However, over time, cheques (which are technically bills of exchange drawn on a bank payable on demand) became far more prevalent for transactions than promissory notes.

Nevertheless, promissory notes still appear in contexts like certain credit arrangements, international trade finance (e.g., notes arising from sale of goods on credit), or simply as convenient IOUs between parties that want a document that can be transferred.

The law treats them seriously; for example, an unpaid promissory note can form the basis of a summary judgment application (in some jurisdictions, under procedures for debt instruments) since it represents a clear acknowledgment of debt.

4.3 International Influence of Promissory Notes

The common law principles in the Bills of Exchange Act also influenced international conventions, such as the Geneva Conventions on Bills of Exchange and Promissory Notes (1930) which many civil law countries adopted (though the UK and US did not adopt those, they followed their own laws). But the concepts – unconditional promise, holder in due course, etc. – are widespread.

In summary, the Bills of Exchange Act 1882 encapsulates the common law perspective: A promissory note must have certain form to be negotiable, and if it does, it enjoys the attributes of negotiability – transfer by endorsement or delivery, enforcement by holders including holders in due course, and a set of rules that maximise its credit function.

The Act’s longevity (still largely unchanged today) is a testament to the robustness of those rules.

4.5 Enforcement of Promissory Notes in International or Cross-Border Situations

If a promissory note is being enforced across borders (say a U.S. lender enforcing a note against a foreign borrower or vice versa), issues of jurisdiction, choice of law, and the applicability of conventions like the Hague Convention on Choice of Court Agreements might come into play.

Excerpted data:
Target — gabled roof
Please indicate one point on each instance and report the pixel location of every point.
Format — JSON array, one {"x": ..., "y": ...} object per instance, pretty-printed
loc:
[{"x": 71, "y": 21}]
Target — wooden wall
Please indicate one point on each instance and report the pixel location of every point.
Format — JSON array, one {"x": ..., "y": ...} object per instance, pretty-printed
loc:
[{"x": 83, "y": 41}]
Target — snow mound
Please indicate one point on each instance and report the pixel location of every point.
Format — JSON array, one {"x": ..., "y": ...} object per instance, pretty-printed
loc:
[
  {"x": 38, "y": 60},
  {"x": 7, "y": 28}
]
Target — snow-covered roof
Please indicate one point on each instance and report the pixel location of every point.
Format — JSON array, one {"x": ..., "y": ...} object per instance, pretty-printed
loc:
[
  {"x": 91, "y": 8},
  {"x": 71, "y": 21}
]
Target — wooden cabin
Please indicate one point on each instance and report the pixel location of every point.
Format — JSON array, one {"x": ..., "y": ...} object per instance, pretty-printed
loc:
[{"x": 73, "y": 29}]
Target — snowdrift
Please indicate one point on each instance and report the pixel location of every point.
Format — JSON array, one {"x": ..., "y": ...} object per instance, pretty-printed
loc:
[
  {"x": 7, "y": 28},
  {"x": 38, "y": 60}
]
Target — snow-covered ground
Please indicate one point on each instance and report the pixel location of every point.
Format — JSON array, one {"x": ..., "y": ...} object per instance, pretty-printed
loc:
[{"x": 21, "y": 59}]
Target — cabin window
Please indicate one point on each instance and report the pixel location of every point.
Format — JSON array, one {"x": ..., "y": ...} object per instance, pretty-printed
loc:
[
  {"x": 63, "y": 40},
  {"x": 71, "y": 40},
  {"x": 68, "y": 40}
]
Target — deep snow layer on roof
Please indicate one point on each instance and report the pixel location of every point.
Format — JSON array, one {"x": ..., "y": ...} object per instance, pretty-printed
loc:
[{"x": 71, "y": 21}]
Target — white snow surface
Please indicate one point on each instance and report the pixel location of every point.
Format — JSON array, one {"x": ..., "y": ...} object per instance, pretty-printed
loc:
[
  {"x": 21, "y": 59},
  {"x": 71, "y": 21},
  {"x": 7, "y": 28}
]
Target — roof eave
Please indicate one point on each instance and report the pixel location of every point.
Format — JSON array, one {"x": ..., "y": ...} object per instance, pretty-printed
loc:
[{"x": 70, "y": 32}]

What you need to do:
[1] According to the passage on promissory notes, why can an unpaid promissory note form the basis of a summary judgment application?
[2] In the passage on promissory notes, which act is described as still largely unchanged today?
[3] Pick up the passage on promissory notes after its last sentence and continue it.
The records come from a different source than the text on promissory notes.

The answers:
[1] An unpaid promissory note can support a summary judgment application because it represents a clear acknowledgment of debt.

[2] The Bills of Exchange Act 1882.

[3]
However, fundamentally, a promissory note will usually be recognised as a debt instrument in many jurisdictions.

Under English law, for example, a foreign promissory note could be enforced in English courts if jurisdiction is proper, potentially by treating it akin to any contract or as a negotiable instrument if compliant with the 1882 Act.

Many countries have adopted rules analogous to holder in due course; for instance, the Geneva Convention (for civil law countries) or local Bills of Exchange statutes.

In essence, enforcing a promissory note is often more straightforward than litigating a complex contract dispute because the note is a distilled promise to pay. Courts generally treat notes with a degree of seriousness – a maker’s signature on a note is prima facie proof of an obligation.

5. Selected Case Law on Promissory Note

To illustrate how these principles play out, it is useful to examine a few key cases from both U.S. law (UCC context) and common law (Bills of Exchange Act or earlier) that interpret promissory notes.

These cases highlight the practical application of legal rules regarding negotiability, the holder in due course doctrine, and the inseparability of notes and their collateral.

5.1 Miller v Race (1758) 97 E.R. 398, King’s Bench, England: Establishing Protection for Holders in Due Course

This famous English case did not involve a promissory note per se, but a banknote (a bank’s promissory note payable to bearer, essentially an early form of paper money).

A banknote payable to bearer was stolen and then passed to a good-faith holder (Race), who gave value for it. The original owner (Miller), from whom it was stolen, sued to recover it or its value. Lord Mansfield held that the good-faith purchaser (Race) had the better claim.

The court recognised that such instruments pass in commerce as currency, and that if an innocent holder who acquired the note for value were subject to claims by prior owners (here, the theft victim), it would undermine confidence in using notes in commerce.

Miller v Race thus established the doctrine that later became known as the holder in due course rule: a bona fide purchaser takes the instrument free of prior claims. Although involving a banknote, the principle was soon applied to bills of exchange and promissory notes generally.

This case is foundational; it shows the common law origin of the idea that negotiable instruments are exceptions to the usual rule that no one can transfer better title than they have (nemo dat quod non habet).

Negotiable instruments, by custom and then law, became an exception – one could indeed transfer better title (e.g., a thief has no title but can give good title to an holder in due course).

The spirit of Miller v Race is enshrined in the Bills of Exchange Act 1882 sections 29-30 and in UCC 3-305, protecting holder in due course’s from personal defences and claims of ownership.

5.2 Carpenter v Longan, 83 U.S. 271 (1872): “The Note and Mortgage are Inseparable”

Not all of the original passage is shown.